Set out the lines as a Markdown table with the columns Row and Line, leaving out blank lines. Start at the line containing "Could you point at the red track", end with the last line of the items, and include nothing outside that range.
.....
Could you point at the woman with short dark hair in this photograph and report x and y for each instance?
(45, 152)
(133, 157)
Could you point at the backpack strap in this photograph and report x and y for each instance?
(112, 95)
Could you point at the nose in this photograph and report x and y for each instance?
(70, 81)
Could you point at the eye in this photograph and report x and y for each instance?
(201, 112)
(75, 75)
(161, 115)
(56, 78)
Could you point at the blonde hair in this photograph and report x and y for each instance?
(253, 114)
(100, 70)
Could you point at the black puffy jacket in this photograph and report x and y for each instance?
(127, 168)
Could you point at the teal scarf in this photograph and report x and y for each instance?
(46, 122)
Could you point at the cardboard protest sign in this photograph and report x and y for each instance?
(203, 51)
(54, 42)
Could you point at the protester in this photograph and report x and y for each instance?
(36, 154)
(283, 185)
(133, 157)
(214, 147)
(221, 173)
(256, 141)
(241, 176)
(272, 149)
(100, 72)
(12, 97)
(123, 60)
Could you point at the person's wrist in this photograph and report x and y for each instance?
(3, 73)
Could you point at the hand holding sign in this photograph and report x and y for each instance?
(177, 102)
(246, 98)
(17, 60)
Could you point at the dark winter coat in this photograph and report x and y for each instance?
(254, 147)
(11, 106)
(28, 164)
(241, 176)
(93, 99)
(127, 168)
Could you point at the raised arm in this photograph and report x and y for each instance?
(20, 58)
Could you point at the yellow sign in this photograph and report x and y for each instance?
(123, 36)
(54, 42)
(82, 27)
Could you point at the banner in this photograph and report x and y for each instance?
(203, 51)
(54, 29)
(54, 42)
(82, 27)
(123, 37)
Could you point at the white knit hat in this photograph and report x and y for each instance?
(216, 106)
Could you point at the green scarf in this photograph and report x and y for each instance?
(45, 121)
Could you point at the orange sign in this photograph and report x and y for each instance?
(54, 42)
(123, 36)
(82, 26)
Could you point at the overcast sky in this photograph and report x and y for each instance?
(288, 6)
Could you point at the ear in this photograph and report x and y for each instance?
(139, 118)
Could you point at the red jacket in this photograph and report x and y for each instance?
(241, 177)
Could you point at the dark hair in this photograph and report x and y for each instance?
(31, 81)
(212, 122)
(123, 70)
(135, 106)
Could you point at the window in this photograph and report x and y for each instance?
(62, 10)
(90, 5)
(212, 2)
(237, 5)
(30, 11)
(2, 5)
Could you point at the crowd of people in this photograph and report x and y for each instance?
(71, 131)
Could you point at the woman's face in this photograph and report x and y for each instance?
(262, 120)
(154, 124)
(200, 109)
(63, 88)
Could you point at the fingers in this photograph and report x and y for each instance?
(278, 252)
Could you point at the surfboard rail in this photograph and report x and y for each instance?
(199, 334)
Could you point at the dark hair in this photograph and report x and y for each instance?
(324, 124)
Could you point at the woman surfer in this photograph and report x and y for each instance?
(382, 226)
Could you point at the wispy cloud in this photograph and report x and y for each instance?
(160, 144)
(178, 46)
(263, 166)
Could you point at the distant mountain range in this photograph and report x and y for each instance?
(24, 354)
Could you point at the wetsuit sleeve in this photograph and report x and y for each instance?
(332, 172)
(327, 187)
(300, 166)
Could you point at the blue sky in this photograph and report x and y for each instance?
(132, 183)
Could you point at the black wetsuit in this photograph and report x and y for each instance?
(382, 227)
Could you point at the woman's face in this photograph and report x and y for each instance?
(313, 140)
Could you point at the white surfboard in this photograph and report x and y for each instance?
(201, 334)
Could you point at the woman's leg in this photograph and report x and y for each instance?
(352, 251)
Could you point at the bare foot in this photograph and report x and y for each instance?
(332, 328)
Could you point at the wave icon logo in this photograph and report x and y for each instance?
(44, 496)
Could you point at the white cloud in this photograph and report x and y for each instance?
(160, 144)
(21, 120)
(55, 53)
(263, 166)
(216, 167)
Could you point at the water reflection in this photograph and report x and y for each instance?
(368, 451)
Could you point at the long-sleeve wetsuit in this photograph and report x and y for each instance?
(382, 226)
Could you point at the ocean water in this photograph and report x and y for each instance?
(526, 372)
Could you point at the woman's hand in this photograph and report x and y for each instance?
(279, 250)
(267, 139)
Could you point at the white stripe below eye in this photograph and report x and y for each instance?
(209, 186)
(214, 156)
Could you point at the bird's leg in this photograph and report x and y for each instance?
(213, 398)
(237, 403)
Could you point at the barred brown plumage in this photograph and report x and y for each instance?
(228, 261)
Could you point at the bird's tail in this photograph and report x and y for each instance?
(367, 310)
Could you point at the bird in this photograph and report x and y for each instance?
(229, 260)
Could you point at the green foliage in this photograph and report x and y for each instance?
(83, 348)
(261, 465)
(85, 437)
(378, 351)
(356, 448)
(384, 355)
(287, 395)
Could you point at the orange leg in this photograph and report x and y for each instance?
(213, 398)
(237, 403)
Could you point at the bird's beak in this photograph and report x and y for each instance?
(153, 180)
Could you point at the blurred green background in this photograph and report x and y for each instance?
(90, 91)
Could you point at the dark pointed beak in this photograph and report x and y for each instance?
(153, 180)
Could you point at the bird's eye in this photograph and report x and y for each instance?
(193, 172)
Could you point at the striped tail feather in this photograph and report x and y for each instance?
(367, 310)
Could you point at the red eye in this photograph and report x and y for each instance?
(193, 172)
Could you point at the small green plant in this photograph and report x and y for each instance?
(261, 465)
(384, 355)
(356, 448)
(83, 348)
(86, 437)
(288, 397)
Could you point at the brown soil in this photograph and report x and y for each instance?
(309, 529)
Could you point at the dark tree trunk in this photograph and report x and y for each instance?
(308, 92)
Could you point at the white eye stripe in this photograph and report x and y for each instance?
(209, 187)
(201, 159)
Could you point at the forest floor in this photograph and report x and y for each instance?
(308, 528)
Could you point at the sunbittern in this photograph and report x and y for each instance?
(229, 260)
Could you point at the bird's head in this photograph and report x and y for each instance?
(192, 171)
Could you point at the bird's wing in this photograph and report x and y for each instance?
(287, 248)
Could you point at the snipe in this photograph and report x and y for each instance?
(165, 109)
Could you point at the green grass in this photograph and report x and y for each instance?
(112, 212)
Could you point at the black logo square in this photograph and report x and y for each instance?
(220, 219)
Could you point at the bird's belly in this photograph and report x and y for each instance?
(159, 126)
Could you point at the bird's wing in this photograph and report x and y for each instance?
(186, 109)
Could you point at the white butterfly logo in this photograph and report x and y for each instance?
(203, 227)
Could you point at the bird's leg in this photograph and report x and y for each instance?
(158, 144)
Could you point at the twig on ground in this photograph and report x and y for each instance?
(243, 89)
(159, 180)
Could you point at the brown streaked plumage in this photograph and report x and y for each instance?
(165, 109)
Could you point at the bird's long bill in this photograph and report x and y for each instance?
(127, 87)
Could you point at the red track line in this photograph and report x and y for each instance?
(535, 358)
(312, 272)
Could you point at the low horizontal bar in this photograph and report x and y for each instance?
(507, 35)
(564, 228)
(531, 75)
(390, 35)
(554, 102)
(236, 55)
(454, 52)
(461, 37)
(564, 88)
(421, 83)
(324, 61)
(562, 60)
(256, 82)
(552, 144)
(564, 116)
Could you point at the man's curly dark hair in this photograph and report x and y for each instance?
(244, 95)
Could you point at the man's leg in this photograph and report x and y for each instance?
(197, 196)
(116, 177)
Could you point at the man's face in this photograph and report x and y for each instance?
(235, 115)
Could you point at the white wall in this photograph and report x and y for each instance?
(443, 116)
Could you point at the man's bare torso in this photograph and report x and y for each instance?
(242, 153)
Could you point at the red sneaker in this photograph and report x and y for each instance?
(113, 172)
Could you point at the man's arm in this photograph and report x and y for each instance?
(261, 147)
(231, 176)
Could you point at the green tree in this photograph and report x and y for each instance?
.....
### [EXPECTED ANSWER]
| Row | Line |
|---|---|
| 1 | Could you point at the red track line in this photograph and report x and y for each instance? |
| 2 | (535, 358) |
| 3 | (312, 272) |
| 4 | Could you point at the low horizontal bar in this photograph and report x and y for each instance? |
| 5 | (507, 35) |
| 6 | (564, 228) |
| 7 | (531, 75) |
| 8 | (390, 35) |
| 9 | (554, 102) |
| 10 | (236, 55) |
| 11 | (454, 52) |
| 12 | (461, 37) |
| 13 | (564, 88) |
| 14 | (421, 83) |
| 15 | (324, 61) |
| 16 | (562, 60) |
| 17 | (256, 82) |
| 18 | (552, 144) |
| 19 | (564, 116) |
| 20 | Could you point at the man's curly dark hair in this photograph and report x and y for each instance? |
| 21 | (244, 95) |
| 22 | Could you point at the man's leg in this photograph and report x and y for each instance? |
| 23 | (197, 196) |
| 24 | (116, 177) |
| 25 | Could you point at the man's face in this photograph and report x and y for each instance? |
| 26 | (235, 115) |
| 27 | Could you point at the white wall in this photograph and report x and y for each instance? |
| 28 | (443, 116) |
| 29 | Could you point at the man's bare torso in this photograph and report x and y for each instance? |
| 30 | (242, 153) |
| 31 | Could you point at the red sneaker in this photograph and report x and y for each instance? |
| 32 | (113, 172) |
| 33 | Could you point at the man's arm in this photograph and report x and y for each instance? |
| 34 | (261, 147) |
| 35 | (231, 176) |
| 36 | Could you point at the green tree in this photograph and report x and y for each instance? |